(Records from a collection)
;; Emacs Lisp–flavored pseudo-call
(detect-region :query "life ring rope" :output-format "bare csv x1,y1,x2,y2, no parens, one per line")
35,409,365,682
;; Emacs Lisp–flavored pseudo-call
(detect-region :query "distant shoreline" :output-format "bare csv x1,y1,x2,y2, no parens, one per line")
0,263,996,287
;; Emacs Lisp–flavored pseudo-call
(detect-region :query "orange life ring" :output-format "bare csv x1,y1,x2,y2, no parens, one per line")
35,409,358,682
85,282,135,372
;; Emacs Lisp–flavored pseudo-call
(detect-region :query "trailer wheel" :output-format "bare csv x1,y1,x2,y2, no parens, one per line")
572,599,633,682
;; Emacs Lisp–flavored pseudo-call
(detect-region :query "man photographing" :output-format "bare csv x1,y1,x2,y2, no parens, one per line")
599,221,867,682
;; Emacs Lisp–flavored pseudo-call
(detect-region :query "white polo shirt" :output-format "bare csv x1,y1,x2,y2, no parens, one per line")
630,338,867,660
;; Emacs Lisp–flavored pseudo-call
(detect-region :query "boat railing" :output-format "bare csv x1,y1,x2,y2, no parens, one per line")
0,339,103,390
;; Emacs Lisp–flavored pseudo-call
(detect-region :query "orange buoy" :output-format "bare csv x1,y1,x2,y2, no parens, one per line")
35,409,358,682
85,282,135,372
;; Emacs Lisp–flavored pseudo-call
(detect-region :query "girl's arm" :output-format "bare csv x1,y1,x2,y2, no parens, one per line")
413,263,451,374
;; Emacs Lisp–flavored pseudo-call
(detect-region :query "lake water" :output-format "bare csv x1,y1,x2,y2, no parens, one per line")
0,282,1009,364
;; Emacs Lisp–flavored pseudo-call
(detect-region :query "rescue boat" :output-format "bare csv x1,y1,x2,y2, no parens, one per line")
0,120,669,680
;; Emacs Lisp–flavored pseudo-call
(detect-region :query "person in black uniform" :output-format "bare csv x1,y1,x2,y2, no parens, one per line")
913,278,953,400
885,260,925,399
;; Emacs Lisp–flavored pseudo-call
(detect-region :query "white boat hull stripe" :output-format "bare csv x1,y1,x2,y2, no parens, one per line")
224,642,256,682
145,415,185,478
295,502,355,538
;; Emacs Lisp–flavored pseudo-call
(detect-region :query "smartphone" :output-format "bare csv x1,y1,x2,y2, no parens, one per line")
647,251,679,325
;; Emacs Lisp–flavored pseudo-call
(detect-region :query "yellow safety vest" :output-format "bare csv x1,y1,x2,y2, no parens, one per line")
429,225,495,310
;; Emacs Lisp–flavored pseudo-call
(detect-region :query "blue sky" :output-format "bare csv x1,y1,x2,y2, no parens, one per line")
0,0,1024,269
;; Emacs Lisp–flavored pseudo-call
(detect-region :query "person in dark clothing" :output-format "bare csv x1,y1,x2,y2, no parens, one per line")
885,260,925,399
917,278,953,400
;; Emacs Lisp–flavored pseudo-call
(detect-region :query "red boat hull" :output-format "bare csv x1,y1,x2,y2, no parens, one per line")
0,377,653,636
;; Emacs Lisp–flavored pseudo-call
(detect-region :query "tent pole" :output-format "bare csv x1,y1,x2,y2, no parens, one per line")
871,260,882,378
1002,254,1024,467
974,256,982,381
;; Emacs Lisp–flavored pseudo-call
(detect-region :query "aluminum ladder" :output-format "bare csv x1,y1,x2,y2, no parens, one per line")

> **The exercise**
Transcribe every line of the material above character for character, without changing anything.

> **Output of the exercise**
;; Emacs Lisp–flavored pseudo-call
(detect-region :query "life ring rope" :output-format "bare csv x1,y1,x2,y2, no parens, one per line")
35,409,365,682
;; Emacs Lisp–flavored pseudo-call
(detect-region :query "distant shoreline" :output-format "bare csv x1,y1,x2,y2, no parens, one per line")
0,263,996,287
;; Emacs Lisp–flavored pseudo-call
(detect-region :query "orange life ring" :output-format "bare csv x1,y1,x2,y2, no parens, one per line")
35,409,358,682
85,282,135,372
;; Emacs Lisp–flavored pseudo-call
(detect-region :query "trailer wheel" :output-format "bare csv x1,y1,x2,y2, no parens, one per line")
572,599,633,682
;; Emacs Lisp–flavored pseudo-call
(detect-region :query "man photographing" :output-format "bare csv x1,y1,x2,y2, no parens, one per line")
599,221,867,682
;; Emacs Lisp–flavored pseudo-call
(detect-region :query "white polo shirt" :output-format "bare csv x1,y1,x2,y2, no parens, one per line")
630,338,867,660
;; Emacs Lisp–flavored pseudo-call
(detect-region :query "boat railing" :output-format "bare csv x1,y1,x2,y2, no parens, one per line")
0,339,103,390
;; Emacs Lisp–flavored pseudo-call
(detect-region :query "orange buoy" :output-format "bare csv x1,y1,x2,y2, no parens, one per line")
35,409,358,682
85,282,135,372
;; Emacs Lisp–flavored pseudo-call
(detect-region :query "girl's arm" :output-format "bare csv x1,y1,x2,y2, no parens, one per line")
413,263,451,374
;; Emacs Lisp–flavored pseudo-call
(detect-region :query "lake water" :output-format "bare csv x1,y1,x2,y2, no parens, one per line")
0,282,1009,364
;; Emacs Lisp–flavored pseudo-call
(detect-region :query "rescue boat" :output-format "bare csv x1,y1,x2,y2, no parens, one per line")
0,120,669,680
;; Emacs Lisp–flavored pseudo-call
(detect-region :query "person in black uniform" :output-format "bare csv x1,y1,x2,y2, no parens, one per line")
913,278,953,400
885,260,925,399
;; Emacs Lisp–flavored pseudo-call
(detect-region :query "white boat hull stripe" :output-format "bare csv x1,y1,x2,y2, no parens, one per line")
224,642,256,682
145,415,185,478
295,502,355,538
;; Emacs Lisp–flavored pseudo-call
(detect-region :query "smartphone" :output-format "bare csv x1,y1,x2,y2, no parens, one per line")
647,251,679,325
;; Emacs Lisp–flavored pseudo-call
(detect-region :query "yellow safety vest" :output-format "bare csv x1,y1,x2,y2, no parens, one per line")
429,225,495,310
;; Emacs Lisp–flavored pseudo-call
(detect-region :query "blue sky" :output-format "bare csv x1,y1,x2,y2, no parens, one per line")
0,0,1024,269
;; Emacs Lisp–flavored pseudo-call
(detect-region :query "person in dark clothing" :output-format "bare csv x1,y1,x2,y2, no parens, one per line")
885,260,925,399
917,278,953,400
;; Emacs Lisp–flavored pseudo-call
(detect-region :query "red boat hull" :output-format "bare csv x1,y1,x2,y2, no parens, one per line")
0,377,653,636
;; Emacs Lisp–flavored pseudo-call
(detect-region :query "tent pole" :output-format "bare csv x1,y1,x2,y2, no parens, one per line")
871,260,882,378
1002,254,1024,467
974,256,982,381
;; Emacs Lisp–flavored pseudo-call
(detect-region :query "aluminum ladder" :output-format "bare csv x1,y1,x2,y2, no parens, one per line")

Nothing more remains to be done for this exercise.